**Dataset entries:**
▬▬▬

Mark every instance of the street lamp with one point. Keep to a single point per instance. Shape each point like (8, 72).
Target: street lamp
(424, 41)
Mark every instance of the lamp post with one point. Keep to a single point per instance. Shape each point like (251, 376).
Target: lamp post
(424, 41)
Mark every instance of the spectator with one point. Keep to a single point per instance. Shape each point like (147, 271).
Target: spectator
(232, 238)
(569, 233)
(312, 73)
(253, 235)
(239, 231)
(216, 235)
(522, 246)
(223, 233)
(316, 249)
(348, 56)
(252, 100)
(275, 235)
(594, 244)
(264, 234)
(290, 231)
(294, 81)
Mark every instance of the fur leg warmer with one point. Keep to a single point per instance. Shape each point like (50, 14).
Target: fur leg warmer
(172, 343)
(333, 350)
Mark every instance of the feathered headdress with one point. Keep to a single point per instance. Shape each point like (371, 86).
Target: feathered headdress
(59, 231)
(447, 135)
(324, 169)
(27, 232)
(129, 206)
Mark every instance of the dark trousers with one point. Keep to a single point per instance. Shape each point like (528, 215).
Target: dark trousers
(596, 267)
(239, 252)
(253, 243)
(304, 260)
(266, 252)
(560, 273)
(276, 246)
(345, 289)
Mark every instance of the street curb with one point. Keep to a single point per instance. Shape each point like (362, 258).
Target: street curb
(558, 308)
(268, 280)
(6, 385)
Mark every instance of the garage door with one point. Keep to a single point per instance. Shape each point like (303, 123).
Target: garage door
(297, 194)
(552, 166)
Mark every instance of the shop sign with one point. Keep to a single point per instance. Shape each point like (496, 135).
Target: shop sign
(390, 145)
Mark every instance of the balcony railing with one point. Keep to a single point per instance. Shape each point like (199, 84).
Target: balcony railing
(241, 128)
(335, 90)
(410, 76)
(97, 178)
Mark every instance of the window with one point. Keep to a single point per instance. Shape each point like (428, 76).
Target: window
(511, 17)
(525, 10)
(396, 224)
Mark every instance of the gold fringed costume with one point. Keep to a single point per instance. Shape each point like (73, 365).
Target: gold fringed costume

▬▬▬

**What the exercise asks:** Only the lines from the one containing "Target: shop sign" through the final line of the records above should be printed, exactly as they stand.

**Solution below:**
Target: shop sign
(390, 145)
Mark every instance of the balcony railing with one point. Keep to a single point per instance. Shape each point like (199, 84).
Target: balcony railing
(241, 128)
(335, 90)
(410, 76)
(97, 178)
Mark every instance of the window with one point. Keep to a single point per instance. Shape each point like (428, 76).
Target: window
(511, 17)
(525, 10)
(396, 224)
Mark every instance of the gold fringed costume with one point. Keep to a single point per instance. Shape each point like (73, 365).
Target: gold fringed costume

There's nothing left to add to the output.